WHAT TO PRODUCE: Pictures aside, the data must be reproduced exactly.

RECORDS FOR THIS EXERCISE:
= Beginning of Section =

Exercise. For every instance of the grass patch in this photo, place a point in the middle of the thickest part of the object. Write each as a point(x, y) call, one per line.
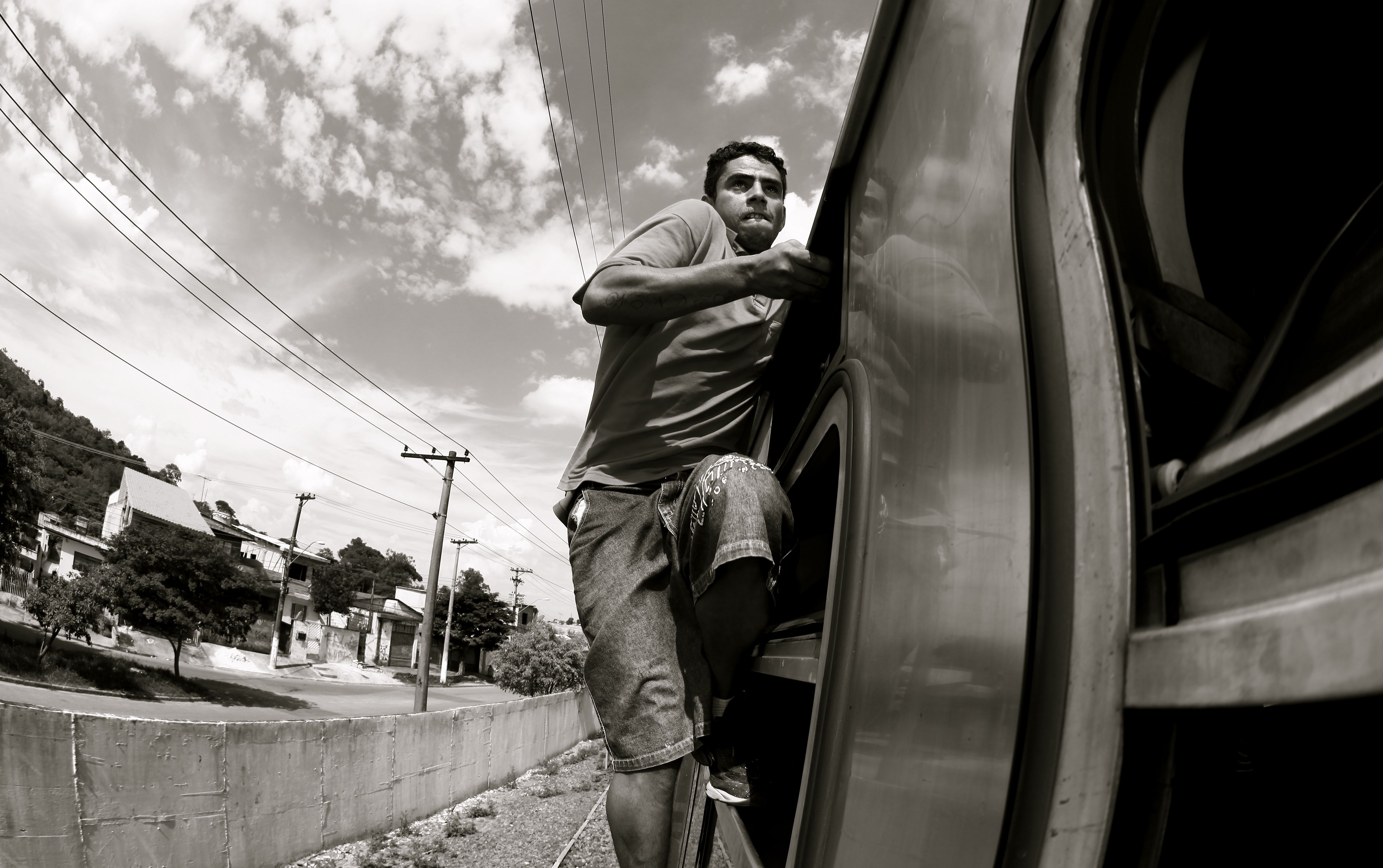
point(458, 826)
point(586, 751)
point(67, 668)
point(547, 791)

= End of Section =

RESPONSE TO THE EXERCISE:
Exercise. For every instance of the grass patch in this photo, place a point in the middle of the thickest part of the object. Write each as a point(x, y) call, one per line.
point(458, 826)
point(586, 751)
point(67, 668)
point(547, 791)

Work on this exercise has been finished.